**WHAT YOU HAVE TO DO:** In your copy, reproduce the entries exactly as they are, minus the images.

+++ PROVIDED RECORDS +++

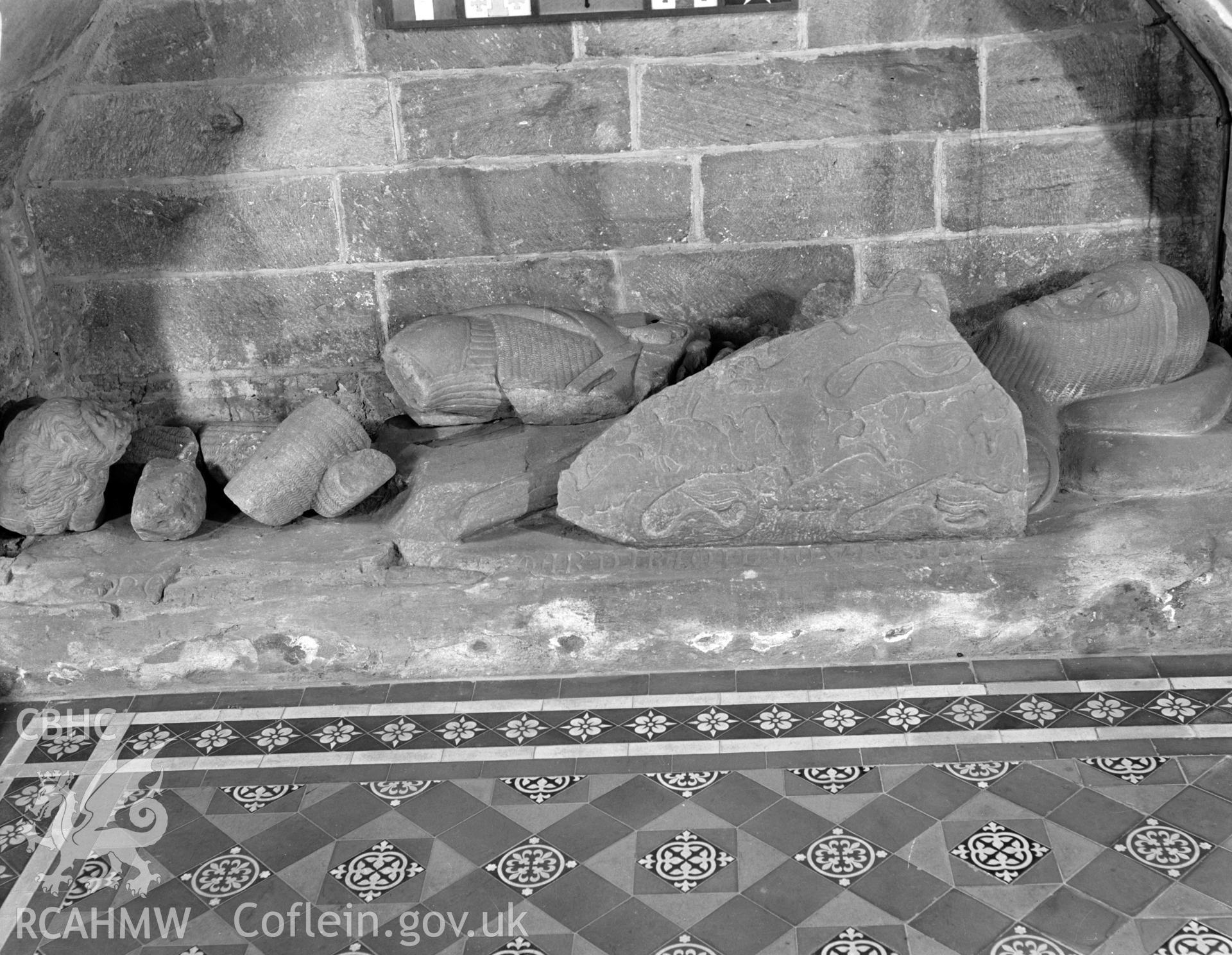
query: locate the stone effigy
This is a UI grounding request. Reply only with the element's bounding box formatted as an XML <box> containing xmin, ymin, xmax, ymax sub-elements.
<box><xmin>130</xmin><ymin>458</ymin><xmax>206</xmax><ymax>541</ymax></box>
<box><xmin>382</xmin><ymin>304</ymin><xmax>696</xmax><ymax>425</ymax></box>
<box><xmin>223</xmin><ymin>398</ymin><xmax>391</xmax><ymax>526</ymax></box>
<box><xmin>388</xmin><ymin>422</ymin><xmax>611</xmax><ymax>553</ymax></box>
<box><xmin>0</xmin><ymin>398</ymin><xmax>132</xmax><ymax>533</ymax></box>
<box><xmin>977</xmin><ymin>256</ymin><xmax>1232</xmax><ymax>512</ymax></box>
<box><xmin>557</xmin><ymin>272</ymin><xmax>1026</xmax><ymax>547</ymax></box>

+++

**THE ANSWER:**
query: locate the stone effigy
This is a UI grounding request. Reply only with the element's bounding box formatted as an XML <box> containing xmin, ymin, xmax, ymax sub-elements.
<box><xmin>130</xmin><ymin>458</ymin><xmax>206</xmax><ymax>541</ymax></box>
<box><xmin>382</xmin><ymin>304</ymin><xmax>696</xmax><ymax>425</ymax></box>
<box><xmin>223</xmin><ymin>398</ymin><xmax>391</xmax><ymax>526</ymax></box>
<box><xmin>388</xmin><ymin>422</ymin><xmax>611</xmax><ymax>553</ymax></box>
<box><xmin>0</xmin><ymin>398</ymin><xmax>132</xmax><ymax>533</ymax></box>
<box><xmin>977</xmin><ymin>256</ymin><xmax>1232</xmax><ymax>512</ymax></box>
<box><xmin>557</xmin><ymin>272</ymin><xmax>1026</xmax><ymax>547</ymax></box>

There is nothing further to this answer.